[ENTRIES SHOWN]
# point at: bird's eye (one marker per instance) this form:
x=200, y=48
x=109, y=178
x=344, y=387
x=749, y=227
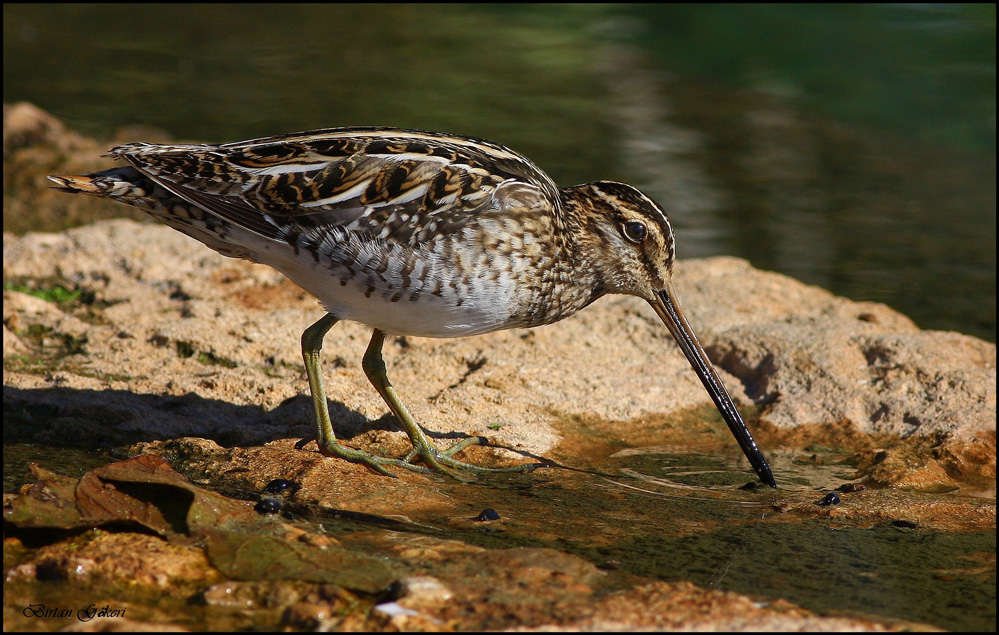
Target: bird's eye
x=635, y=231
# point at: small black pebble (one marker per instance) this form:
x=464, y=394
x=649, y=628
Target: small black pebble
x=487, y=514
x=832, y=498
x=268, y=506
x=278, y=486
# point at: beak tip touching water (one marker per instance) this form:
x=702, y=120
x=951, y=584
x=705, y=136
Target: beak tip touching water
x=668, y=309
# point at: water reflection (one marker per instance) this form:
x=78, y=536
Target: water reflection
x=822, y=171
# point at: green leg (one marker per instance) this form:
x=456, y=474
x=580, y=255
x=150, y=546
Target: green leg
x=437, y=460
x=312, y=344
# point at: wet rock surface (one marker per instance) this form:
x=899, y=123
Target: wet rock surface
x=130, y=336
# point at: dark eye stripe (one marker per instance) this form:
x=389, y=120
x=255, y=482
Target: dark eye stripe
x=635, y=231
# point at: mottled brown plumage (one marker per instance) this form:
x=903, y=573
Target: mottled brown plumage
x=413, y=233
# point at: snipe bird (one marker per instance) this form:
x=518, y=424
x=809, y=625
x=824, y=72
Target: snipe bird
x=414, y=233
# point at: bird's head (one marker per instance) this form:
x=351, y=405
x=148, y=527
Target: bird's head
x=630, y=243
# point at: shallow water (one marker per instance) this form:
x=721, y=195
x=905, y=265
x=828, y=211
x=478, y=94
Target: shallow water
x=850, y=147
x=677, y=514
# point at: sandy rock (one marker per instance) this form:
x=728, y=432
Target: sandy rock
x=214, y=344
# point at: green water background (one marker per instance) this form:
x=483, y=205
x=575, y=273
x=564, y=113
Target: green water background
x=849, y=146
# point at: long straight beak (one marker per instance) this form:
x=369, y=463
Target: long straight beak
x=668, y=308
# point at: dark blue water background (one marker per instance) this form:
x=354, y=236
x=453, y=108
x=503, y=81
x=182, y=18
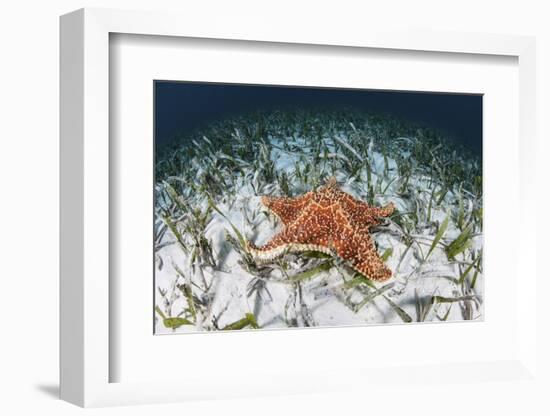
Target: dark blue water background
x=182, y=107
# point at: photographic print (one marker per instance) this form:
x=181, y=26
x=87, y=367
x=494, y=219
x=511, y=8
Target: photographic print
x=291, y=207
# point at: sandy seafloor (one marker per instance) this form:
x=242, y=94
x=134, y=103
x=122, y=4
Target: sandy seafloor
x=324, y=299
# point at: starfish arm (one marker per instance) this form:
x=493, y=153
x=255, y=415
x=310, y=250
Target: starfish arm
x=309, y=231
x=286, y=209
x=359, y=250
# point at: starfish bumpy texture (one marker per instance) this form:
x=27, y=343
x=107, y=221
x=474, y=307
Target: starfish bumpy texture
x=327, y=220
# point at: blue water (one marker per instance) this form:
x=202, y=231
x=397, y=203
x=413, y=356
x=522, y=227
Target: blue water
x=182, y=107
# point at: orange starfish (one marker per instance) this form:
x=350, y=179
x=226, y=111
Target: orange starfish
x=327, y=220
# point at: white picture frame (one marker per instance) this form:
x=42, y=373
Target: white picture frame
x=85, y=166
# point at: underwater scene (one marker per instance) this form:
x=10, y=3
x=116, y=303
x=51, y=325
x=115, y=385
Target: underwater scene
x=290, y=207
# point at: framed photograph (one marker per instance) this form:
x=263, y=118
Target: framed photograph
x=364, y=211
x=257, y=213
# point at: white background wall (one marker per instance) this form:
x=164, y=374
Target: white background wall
[/ENTRIES SHOWN]
[ENTRIES SHOWN]
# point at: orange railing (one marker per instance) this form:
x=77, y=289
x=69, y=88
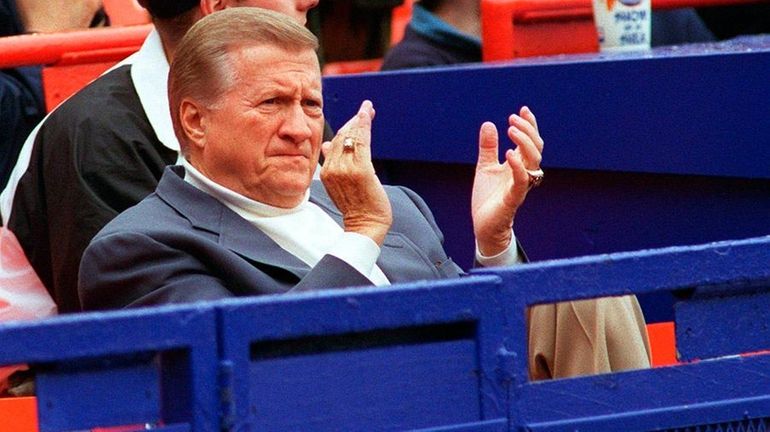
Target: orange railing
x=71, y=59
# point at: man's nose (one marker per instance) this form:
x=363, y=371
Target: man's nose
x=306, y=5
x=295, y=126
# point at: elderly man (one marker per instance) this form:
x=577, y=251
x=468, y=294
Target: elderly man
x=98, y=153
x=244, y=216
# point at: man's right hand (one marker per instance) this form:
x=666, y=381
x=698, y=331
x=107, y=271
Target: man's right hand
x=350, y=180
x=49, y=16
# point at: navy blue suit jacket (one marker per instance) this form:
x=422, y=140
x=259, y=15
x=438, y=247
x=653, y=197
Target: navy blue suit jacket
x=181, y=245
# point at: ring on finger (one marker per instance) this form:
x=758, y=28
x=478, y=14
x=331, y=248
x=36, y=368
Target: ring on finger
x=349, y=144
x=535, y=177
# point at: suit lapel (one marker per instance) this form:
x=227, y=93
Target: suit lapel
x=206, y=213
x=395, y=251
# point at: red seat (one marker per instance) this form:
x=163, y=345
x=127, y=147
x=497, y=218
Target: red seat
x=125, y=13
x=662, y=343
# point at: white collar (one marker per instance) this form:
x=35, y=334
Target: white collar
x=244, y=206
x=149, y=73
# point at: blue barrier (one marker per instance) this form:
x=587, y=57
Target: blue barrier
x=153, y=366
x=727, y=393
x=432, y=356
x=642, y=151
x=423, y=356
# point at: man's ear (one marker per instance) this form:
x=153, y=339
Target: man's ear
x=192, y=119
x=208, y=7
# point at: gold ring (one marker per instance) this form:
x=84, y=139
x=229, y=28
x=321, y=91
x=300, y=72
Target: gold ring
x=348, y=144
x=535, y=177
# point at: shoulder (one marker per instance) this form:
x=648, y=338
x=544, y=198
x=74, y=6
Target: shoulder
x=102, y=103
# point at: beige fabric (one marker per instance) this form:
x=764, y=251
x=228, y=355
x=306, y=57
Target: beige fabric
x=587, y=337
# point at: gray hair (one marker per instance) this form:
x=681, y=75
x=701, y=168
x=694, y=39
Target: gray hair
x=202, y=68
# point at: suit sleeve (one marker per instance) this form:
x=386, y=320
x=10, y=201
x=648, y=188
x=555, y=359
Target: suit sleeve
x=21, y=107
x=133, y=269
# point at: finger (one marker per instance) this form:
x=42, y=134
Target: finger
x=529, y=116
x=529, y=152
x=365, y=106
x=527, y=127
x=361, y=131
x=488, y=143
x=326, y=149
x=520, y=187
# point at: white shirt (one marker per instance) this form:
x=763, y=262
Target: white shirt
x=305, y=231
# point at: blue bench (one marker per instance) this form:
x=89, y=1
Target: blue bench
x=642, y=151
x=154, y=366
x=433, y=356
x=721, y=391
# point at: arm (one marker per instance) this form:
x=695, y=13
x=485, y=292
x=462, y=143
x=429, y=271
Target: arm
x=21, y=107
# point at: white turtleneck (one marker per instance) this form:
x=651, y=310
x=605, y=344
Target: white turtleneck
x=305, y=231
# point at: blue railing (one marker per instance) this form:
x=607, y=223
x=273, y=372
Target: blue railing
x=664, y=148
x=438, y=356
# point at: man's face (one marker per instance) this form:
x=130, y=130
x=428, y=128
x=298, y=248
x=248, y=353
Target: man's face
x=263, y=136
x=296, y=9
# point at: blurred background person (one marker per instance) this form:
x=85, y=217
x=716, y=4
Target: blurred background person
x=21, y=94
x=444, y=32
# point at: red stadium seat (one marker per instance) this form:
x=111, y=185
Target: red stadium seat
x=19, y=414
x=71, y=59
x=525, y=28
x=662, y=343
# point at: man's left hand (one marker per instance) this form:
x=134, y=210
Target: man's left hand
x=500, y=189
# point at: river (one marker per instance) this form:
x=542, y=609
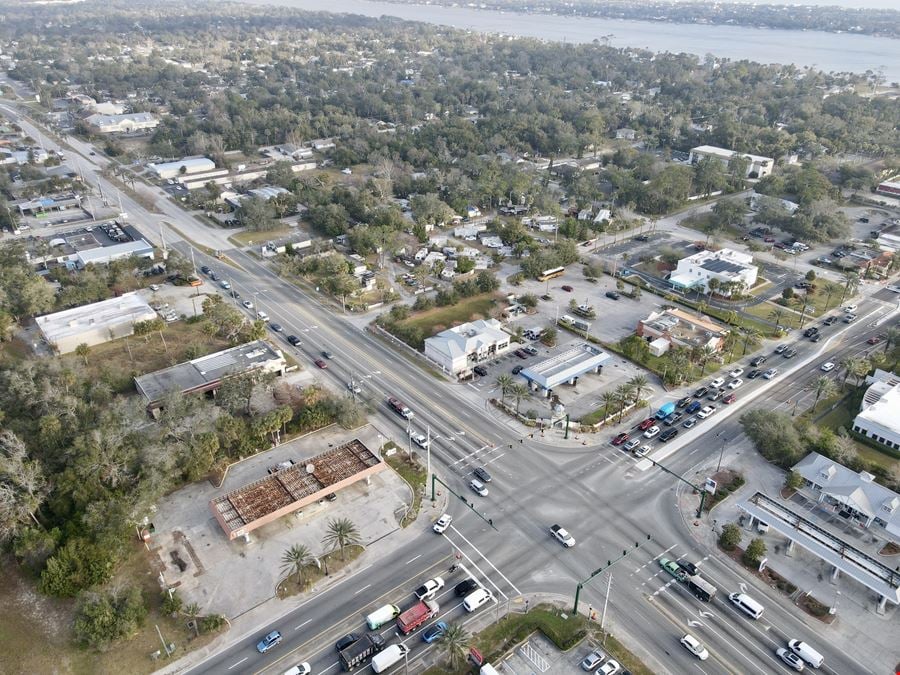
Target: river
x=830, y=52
[/ENTRIES SHOWN]
TASK DIRECTIONS
In the entries above, every line from the line with "x=564, y=113" to the line with "Target: white background wall" is to be printed exactly, with both ends included and pictures excluded.

WRITTEN SOLUTION
x=564, y=113
Target: green water background
x=849, y=146
# point at: long straight beak (one marker per instance) this form:
x=369, y=463
Target: long straight beak
x=668, y=308
# point at: dark blue water background (one marker per instance) this form:
x=354, y=236
x=453, y=108
x=503, y=81
x=182, y=18
Target: dark blue water background
x=182, y=107
# point at: photographic print (one marker per instance) this form:
x=181, y=26
x=87, y=367
x=494, y=219
x=511, y=8
Target: photographic print
x=291, y=207
# point at: sandy seafloor (one marker per instance) this form:
x=242, y=94
x=134, y=103
x=122, y=4
Target: sandy seafloor
x=324, y=299
# point at: starfish arm (one marker per instance) this form:
x=493, y=153
x=255, y=415
x=310, y=250
Target: starfish arm
x=309, y=231
x=286, y=209
x=359, y=250
# point at: starfish bumpy texture (one marker per instance) this form:
x=27, y=343
x=107, y=221
x=474, y=307
Target: starfish bumpy texture
x=327, y=220
# point at: blue water (one marker per instance) this form:
x=202, y=231
x=397, y=203
x=413, y=356
x=522, y=227
Target: blue water
x=182, y=107
# point at: orange starfish (one marker per instance) this form:
x=350, y=179
x=226, y=111
Target: orange starfish
x=327, y=220
# point at: white picture frame (one marker per instance) this form:
x=42, y=373
Target: white picture frame
x=85, y=166
# point at: underwater scene (one marker per instance) this form:
x=10, y=3
x=116, y=303
x=51, y=325
x=115, y=385
Target: underwater scene
x=290, y=207
# point at: framed photograph (one marker per instance) this form:
x=263, y=118
Target: framed photograph
x=364, y=211
x=257, y=213
# point at: white background wall (one marker per instance) this form:
x=164, y=374
Target: white background wall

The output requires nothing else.